--- Document text ---
Calculating distance per 1-sec interval for plot graph d vs t

[albodibran]

2 travelining in a straight line initial velocity is 14m/s, at a constant acceleration of 2.0m/s^2 to a velocity of 24 m/s

a) how much time to reach velocity of 24m/s

t= v-v0/a or 24-14/2= 5 seconds

b) distance covered by car in this process?

d=v0(t) + 1/2(at^2) or (14)(5)+1/2(2)(5^2)= 70m+25m= 95m

c) compute values of the distance traveled at 1-sec intercals and carefully draw a graph of distance plotted against time for this motion?
c is the only one throwing me off

the problem doesn't say it is constant but this is the approach I took to form a graph plot

so then distance per second would be 19 m?
by taking distance/time 95m/5s
so at each second interval it would be like this t graph?

t-0 d-0
t-1 d-19
t-2 d- 38

so on and so forth?
I mean it doesn't say its constant acceleration so idk if what I did was right for c

 

[berkeman]

2 travelining in a straight line initial velocity is 14m/s, at a constant acceleration of 2.0m/s^2 to a velocity of 24 m/s

a) how much time to reach velocity of 24m/s

t= v-v0/a or 24-14/2= 5 seconds

b) distance covered by car in this process?
---
**Problems**
**a)** Duplicate the acceleration thread word for word, everything from "c is the only" down to "this t graph?".
**b)** Pick up the thread on distance at 1-second intervals at the point where it stops, and write what comes next.
The material that comes next is separate from the thread on distance at 1-second intervals.
--- Raw records ---
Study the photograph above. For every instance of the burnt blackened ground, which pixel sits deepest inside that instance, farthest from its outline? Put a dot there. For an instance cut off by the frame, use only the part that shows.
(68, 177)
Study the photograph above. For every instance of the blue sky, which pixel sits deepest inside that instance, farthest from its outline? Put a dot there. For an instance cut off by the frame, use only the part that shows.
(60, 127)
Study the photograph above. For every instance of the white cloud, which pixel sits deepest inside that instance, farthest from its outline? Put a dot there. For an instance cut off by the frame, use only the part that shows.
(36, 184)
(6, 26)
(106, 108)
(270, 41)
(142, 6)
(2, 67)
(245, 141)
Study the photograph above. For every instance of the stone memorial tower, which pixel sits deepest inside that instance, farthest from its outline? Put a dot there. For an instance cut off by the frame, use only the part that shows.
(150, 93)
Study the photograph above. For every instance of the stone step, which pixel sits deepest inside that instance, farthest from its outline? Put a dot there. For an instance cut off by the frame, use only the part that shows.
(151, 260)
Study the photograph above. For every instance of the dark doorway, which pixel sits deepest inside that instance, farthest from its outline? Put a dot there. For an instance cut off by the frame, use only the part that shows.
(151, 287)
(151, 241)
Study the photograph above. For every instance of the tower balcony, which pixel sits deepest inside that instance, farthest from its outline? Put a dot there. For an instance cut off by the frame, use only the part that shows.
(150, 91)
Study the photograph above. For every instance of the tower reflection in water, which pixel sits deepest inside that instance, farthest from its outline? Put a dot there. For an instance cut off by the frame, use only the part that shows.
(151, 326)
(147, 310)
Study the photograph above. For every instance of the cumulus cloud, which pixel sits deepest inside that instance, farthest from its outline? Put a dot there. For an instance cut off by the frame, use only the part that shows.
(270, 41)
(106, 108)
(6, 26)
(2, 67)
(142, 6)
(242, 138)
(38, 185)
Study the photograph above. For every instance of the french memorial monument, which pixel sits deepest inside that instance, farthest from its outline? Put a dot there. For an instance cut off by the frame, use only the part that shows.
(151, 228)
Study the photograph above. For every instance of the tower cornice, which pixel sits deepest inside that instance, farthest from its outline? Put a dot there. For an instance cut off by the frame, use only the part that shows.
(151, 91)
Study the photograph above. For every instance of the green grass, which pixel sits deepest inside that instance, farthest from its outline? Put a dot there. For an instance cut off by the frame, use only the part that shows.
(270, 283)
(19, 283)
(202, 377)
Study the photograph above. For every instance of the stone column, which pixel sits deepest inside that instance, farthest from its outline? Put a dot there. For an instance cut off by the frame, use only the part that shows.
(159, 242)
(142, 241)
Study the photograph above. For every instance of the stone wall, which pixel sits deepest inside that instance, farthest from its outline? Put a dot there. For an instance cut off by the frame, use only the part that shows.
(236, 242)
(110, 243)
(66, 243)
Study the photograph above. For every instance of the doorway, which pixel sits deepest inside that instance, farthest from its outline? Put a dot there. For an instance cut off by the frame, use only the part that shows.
---
**Responses**
**a)**
c is the only one throwing me off

the problem doesn't say it is constant but this is the approach I took to form a graph plot

so then distance per second would be 19 m?
by taking distance/time 95m/5s
so at each second interval it would be like this t graph?

**b)**
d=v0(t) + 1/2(at^2) or (14)(5)+1/2(2)(5^2)= 70m+25m= 95m

c) compute values of the distance traveled at 1-sec intercals and carefully draw a graph of distance plotted against time for this motion?
c is the only one throwing me off

the problem doesn't say it is constant but this is the approach I took to form a graph plot

so then distance per second would be 19 m?
by taking distance/time 95m/5s
so at each second interval it would be like this t graph?

t-0 d-0
t-1 d-19
t-2 d- 38

so on and so forth?
I mean it doesn't say its constant acceleration so idk if what I did was right for c

On a), I don't think you used the equation correctly. Start with the equation for velocity and carefully apply your numbers...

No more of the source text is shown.